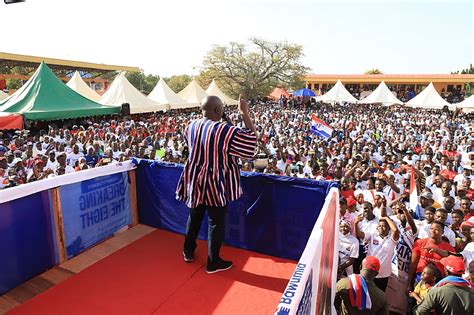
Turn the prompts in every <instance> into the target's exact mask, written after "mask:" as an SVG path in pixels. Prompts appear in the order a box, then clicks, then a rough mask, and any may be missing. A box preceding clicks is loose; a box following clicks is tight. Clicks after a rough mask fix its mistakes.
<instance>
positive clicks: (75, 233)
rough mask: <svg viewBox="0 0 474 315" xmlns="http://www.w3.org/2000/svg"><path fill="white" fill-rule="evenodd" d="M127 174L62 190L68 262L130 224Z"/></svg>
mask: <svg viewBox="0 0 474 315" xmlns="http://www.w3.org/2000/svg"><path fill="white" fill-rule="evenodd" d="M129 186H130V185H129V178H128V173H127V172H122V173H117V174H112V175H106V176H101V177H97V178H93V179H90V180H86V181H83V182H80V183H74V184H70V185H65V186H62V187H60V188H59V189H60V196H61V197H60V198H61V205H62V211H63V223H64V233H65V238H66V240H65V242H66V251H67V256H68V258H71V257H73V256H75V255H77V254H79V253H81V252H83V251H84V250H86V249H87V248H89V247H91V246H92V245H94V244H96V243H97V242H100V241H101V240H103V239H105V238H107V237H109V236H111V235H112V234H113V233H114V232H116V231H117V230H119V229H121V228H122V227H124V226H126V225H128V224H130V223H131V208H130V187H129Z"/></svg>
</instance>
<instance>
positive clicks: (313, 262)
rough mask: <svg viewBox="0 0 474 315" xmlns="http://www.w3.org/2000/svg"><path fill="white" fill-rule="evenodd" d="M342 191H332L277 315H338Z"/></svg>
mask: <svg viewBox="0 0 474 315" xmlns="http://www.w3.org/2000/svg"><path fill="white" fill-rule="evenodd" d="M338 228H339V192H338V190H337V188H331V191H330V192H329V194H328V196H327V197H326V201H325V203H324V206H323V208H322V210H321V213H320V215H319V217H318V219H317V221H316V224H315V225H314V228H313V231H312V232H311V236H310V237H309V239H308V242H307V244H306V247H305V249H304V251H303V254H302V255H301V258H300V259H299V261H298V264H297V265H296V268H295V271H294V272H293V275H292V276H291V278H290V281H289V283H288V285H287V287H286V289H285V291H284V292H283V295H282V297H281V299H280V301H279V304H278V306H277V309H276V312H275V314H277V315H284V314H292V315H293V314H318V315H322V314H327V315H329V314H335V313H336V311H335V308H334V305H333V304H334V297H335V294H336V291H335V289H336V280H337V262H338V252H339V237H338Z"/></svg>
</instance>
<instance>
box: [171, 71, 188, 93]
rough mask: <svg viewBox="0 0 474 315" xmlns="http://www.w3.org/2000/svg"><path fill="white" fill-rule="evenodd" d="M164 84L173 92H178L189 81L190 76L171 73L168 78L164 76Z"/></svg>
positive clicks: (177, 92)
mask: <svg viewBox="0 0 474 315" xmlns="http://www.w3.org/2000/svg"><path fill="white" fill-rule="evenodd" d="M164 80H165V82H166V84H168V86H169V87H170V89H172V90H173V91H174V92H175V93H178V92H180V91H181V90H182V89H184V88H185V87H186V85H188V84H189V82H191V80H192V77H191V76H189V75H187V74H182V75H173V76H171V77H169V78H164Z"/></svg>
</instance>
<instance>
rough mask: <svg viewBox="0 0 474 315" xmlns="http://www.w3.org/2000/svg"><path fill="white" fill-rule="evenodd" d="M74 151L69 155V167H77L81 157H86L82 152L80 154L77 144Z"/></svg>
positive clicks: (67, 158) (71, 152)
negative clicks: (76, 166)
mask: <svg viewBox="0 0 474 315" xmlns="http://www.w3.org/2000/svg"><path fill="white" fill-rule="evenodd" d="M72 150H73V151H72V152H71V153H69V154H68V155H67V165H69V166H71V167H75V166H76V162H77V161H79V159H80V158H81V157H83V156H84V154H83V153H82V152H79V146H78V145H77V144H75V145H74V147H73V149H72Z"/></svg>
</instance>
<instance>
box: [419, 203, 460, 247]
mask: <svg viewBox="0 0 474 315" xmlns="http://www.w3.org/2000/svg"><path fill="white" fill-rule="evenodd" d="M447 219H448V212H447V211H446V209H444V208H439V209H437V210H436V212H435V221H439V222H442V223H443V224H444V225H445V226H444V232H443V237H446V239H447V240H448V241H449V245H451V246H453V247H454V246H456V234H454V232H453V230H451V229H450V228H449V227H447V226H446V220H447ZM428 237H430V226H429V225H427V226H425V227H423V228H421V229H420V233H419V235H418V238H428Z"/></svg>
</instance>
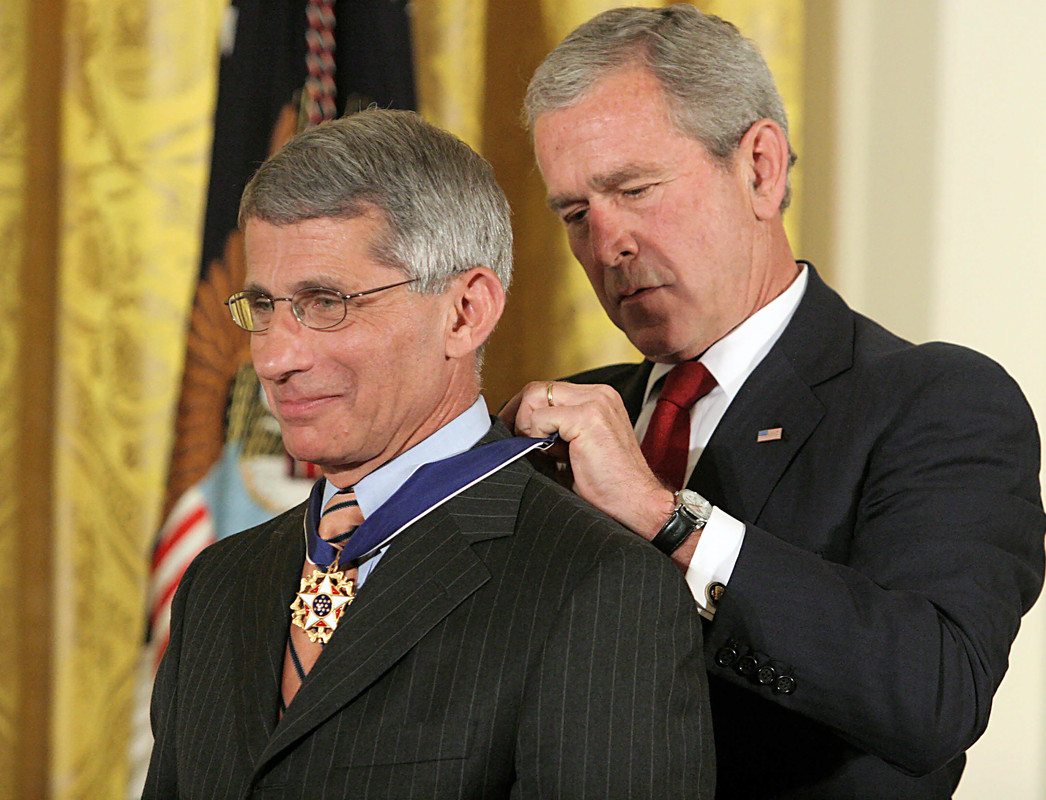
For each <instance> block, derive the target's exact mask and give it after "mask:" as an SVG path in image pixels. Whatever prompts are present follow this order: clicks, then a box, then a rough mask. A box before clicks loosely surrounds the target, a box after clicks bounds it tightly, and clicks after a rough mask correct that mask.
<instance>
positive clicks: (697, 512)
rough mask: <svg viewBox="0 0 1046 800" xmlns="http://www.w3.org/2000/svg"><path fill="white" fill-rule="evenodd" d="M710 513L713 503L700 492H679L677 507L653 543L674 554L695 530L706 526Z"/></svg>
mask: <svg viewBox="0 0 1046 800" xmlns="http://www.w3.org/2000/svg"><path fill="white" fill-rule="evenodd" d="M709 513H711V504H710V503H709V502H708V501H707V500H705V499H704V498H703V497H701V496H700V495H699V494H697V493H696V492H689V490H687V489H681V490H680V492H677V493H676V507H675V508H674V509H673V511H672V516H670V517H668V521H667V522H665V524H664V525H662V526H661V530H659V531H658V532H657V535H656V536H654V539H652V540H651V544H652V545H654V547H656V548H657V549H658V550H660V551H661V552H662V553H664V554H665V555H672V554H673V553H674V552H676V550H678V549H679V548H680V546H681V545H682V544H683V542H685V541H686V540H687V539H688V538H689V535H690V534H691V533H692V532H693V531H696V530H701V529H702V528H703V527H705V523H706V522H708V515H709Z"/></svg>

...

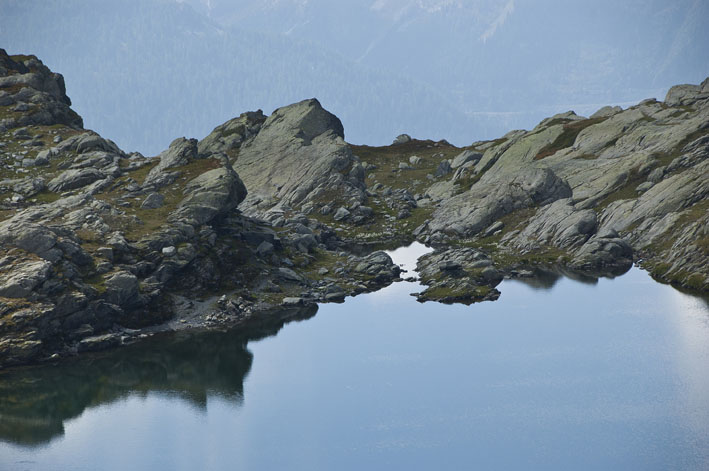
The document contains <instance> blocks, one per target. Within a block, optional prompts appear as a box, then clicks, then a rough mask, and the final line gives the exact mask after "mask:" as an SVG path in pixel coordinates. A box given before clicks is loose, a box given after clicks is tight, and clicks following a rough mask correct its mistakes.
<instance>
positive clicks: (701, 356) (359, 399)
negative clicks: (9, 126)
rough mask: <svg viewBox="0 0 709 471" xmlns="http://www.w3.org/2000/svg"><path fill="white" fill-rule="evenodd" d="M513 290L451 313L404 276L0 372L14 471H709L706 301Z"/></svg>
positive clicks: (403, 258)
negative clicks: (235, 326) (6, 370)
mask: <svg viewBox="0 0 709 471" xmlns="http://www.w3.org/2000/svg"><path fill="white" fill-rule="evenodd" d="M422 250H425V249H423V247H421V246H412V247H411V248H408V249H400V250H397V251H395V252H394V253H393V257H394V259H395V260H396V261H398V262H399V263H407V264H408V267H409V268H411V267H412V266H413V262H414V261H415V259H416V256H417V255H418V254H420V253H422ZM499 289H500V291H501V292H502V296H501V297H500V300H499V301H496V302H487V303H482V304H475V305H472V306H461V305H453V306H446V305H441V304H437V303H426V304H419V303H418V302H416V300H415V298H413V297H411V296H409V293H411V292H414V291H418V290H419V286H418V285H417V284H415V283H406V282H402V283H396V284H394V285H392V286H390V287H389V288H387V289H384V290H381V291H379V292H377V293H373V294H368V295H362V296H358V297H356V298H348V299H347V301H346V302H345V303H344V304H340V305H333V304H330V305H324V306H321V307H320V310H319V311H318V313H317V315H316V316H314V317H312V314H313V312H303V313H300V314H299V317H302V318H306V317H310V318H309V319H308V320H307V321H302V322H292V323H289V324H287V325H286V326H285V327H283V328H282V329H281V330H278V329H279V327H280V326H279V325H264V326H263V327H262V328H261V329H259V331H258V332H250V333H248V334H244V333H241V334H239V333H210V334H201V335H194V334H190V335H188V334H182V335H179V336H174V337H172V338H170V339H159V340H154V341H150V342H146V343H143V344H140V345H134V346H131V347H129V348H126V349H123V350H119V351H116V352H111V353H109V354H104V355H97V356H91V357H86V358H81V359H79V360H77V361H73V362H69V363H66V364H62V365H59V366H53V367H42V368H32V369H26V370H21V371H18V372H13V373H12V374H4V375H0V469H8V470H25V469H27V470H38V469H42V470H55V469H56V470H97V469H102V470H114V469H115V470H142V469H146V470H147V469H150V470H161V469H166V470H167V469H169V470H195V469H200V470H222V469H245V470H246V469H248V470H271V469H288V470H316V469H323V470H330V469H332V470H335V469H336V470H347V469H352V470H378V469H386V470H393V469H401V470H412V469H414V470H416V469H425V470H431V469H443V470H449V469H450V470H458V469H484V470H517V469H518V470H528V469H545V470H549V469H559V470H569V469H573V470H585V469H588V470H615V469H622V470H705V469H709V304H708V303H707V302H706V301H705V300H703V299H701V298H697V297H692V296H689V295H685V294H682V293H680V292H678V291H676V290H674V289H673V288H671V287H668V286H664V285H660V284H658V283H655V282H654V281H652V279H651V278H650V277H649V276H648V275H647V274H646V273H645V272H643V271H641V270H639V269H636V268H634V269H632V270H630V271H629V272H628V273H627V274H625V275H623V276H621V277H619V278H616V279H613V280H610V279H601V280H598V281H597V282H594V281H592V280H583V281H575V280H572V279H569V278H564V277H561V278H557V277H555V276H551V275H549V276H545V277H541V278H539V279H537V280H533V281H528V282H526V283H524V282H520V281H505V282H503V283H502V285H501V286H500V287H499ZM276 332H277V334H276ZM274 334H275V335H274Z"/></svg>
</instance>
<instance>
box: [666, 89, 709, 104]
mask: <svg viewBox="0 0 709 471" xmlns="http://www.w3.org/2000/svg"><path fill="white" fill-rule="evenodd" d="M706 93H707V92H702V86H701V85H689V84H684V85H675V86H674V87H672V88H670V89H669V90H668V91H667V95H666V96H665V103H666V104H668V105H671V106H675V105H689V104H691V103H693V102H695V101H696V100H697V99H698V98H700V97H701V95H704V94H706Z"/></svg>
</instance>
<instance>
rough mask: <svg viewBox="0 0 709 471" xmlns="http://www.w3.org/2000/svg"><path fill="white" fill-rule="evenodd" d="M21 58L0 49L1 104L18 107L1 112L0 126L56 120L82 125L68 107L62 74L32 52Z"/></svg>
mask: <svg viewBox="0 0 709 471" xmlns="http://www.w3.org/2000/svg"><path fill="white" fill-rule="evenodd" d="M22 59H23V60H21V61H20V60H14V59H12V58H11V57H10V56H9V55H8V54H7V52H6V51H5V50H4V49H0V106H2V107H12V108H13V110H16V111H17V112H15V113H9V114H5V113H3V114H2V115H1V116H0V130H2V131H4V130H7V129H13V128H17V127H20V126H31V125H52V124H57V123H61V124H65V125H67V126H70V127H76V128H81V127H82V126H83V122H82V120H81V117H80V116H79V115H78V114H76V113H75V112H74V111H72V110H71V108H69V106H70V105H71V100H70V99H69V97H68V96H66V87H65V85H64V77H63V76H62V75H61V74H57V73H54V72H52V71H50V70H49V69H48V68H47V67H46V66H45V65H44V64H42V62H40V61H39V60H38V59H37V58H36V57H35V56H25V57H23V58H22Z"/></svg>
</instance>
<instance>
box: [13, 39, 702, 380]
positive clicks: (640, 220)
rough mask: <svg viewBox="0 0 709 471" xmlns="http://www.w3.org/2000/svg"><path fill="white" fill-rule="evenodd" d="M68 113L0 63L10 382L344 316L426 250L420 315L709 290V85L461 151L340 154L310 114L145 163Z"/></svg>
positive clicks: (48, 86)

▸ Required action
Rewrite the listing from the line containing "Turn the prompts" through the line containing "174L62 190L68 262L130", both included, as a Markdown table with the columns Row and Line, leaving out any blank lines.

▸ Response
| Row | Line |
|---|---|
| 1 | Turn the prompts in every <instance> into the target's exact mask, written after "mask:" as an SVG path in pixels. Prompts appear in the order a box, then clicks, then a rough mask, and any may be missing. A box preceding clicks is loose; a box following clicks is tight. Clicks after a rough mask fix its mistakes. |
| 2 | <instance> |
| 3 | positive clicks: (75, 233) |
| 4 | rough mask: <svg viewBox="0 0 474 315" xmlns="http://www.w3.org/2000/svg"><path fill="white" fill-rule="evenodd" d="M127 174L62 190L68 262L130 224Z"/></svg> |